MATERIAL:
+--

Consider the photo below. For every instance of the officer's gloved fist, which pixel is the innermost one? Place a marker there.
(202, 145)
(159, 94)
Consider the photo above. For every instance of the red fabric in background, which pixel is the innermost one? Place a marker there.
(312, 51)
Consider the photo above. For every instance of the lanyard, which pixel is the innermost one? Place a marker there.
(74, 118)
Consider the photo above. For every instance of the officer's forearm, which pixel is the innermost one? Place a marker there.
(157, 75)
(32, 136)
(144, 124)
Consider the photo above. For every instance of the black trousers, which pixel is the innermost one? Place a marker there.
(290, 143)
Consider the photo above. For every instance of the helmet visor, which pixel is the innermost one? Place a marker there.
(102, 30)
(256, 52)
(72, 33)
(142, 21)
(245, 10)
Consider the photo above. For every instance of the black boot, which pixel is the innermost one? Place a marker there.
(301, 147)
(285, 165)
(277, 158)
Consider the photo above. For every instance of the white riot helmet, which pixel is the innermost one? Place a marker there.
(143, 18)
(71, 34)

+--

SHORT EXERCISE:
Please reproduce all of the rows above word for word, in their original order.

FINISHED ANSWER:
Consider the photo below. For every instance of the officer's gloved fist, which pixel is the innermost one? Place a marker there.
(202, 145)
(159, 94)
Consider the photo above. For every instance of the red fabric in background, which pixel is the innermost one? Place a marker there.
(312, 51)
Consider the photo above. For every instance of the lanyard, which pixel is the innermost one? Place a marker there.
(74, 118)
Consider the photo above. For every instance of the officer's forearm, which pixel is the innermost one? Place a marker there.
(157, 75)
(32, 136)
(144, 124)
Consider the photo above. For every instance of the black trousers, which pixel is the innermost one? Place a marker there.
(290, 143)
Consider the photo above. For every instance of the helmet visor, which pixel is the innermost one? Place a marker there.
(102, 30)
(256, 52)
(72, 33)
(142, 21)
(245, 10)
Consider the photo above. For every instance of the black boot, which pixel is the innermost one? Place a marker there.
(301, 147)
(285, 165)
(277, 158)
Consider the photo above. For every instance of the white riot helmet, which pixel is the innermost one? Place a marker there.
(143, 18)
(71, 34)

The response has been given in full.